━━━━━ Passage shown
Engineers need to develop a variety of experimental, transferable and programming skills as part of their education and on-going professional development. This module provides training in experimental and professional skills. The experimental skills consist of (i) laboratory skills, (ii) basic data handling skills, and (iii) report writing skills. The professional skills consist of (i) computer programming skills in MATLAB, (ii) logical reasoning, analytical and oral presentation skills, and (iii) teamworking skills. The module also provides an introduction to the expectations and responsibilities of a professional engineer.  The laboratory component of this module is designed both to support learning in other parts of the curriculum, through practical experiments, and also to further develop generic and transferable skills, including practical laboratory skills, data handling, a basic understanding of experimental uncertainty and scientific writing. Working as part of a group is an integral part of the laboratory classes. Computing skills are developed through tutorials in Microsoft software and MATLAB programming, whereas the laboratory classes reinforce data handling skills. The professional skills are developed via guest lectures and seminars on topics including ethics; security; equity, diversity and inclusion (EDI); sustainability; writing of CVs and cover letters, and ethics in engineering. Oral communication skills are developed by delivering a presentation to a small group of peers on topics linked to the seminars. The module introduces aspects of the economic, legal, social, ethical, security and environmental contexts in which professional engineers operate.

Engineers frequently use mathematical models, and in particular differential equations in one or more variables and matrices are common in this context. This is a further first level engineering mathematics module designed to support teaching in other engineering science modules by introducing students to concepts and solution methods in these areas. Statistics and probability also play a significant role in the assessment of real-life engineering problems and an introduction to key concepts in this area is also included.

This is an introductory module in electronics for non-electronic/electrical engineering students. It builds a basic understanding of electrical concepts, circuits and instruments relevant to later modules in the course.

This module extends from the design modules in the first year. The basic CAE skills generated in year 1 were primarily CAD and in this module these skills are extended to include FEA (finite element analysis). This provides a computer based stress analysis alternative to the analytical stress analysis skills developed in other parts of this programme. Project Management skills will prepare students for a group design activity enabling them to specify, plan and monitor their progress. Alongside formal lectures the students will work in small groups on several short duration design projects to promote team work and put theory into practice. This module will give students the skills and confidence to complete a larger group design project in a subsequent module.

This module is an essential component of the mechanical engineering science program as it directly relates to several core areas of study. By understanding the behavior of structures under static and dynamics loads, students will be better equipped to tackle various engineering challenges, such as designing robust structures, vehicles, and machinery that can endure the deformations and vibrations they may encounter during their operational lifespan. The module builds upon the knowledge gained in earlier engineering courses, including solid mechanics, materials and statics, mathematics, and physics and it serves as a foundation for subsequent specialised modules. By exploring the fundamental concepts and practical applications of deformation and vibration analysis, students will develop a strong foundation for their future engineering studies and professional careers.
━━━━━━━━━━
━━━━━ The data
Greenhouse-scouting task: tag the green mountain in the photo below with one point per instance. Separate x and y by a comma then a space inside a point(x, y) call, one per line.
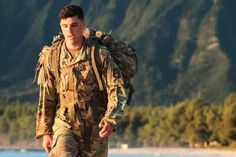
point(185, 47)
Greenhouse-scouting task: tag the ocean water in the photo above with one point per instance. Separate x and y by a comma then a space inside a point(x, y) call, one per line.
point(113, 154)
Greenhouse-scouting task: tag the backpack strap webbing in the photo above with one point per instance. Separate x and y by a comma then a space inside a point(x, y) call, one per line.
point(56, 50)
point(95, 68)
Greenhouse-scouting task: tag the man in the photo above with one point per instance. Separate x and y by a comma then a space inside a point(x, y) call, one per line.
point(74, 117)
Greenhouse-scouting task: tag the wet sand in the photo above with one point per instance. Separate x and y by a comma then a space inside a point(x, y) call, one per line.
point(177, 150)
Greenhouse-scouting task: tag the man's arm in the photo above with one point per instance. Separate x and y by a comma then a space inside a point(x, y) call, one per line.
point(116, 93)
point(48, 97)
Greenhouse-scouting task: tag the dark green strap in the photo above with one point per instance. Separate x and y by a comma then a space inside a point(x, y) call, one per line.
point(56, 50)
point(95, 68)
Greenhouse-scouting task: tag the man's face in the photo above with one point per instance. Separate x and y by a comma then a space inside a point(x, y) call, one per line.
point(72, 28)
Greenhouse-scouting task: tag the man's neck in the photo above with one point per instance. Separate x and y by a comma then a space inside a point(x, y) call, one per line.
point(75, 46)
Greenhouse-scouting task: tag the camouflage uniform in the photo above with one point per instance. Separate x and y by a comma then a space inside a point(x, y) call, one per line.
point(72, 110)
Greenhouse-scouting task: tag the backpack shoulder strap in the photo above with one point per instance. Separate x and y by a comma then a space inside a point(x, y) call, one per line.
point(55, 58)
point(94, 51)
━━━━━━━━━━
*Using the information*:
[1] Using the module descriptions, state whether each statement agrees with the text, answering yes or no and quoting the deciding words exactly.
(a) The introductory electronics module is intended for electronic and electrical engineering students.
(b) The CAE skills gained in year 1 were primarily CAD.
(c) Oral communication skills are developed by delivering a presentation to a small group of peers.
[2] Answer these questions from the module descriptions.
(a) In which language are the computer programming skills taught?
(b) What does the abbreviation FEA stand for?
(c) Which earlier engineering courses does the module on structures under static and dynamic loads build upon?

*Task-by-task solutions*:
[1]
(a) No: "This is an introductory module in electronics for non-electronic/electrical engineering students."
(b) Yes: "The basic CAE skills generated in year 1 were primarily CAD"
(c) Yes: "Oral communication skills are developed by delivering a presentation to a small group of peers on topics linked to the seminars."

[2]
(a) MATLAB
(b) Finite element analysis
(c) Solid mechanics, materials and statics, mathematics, and physics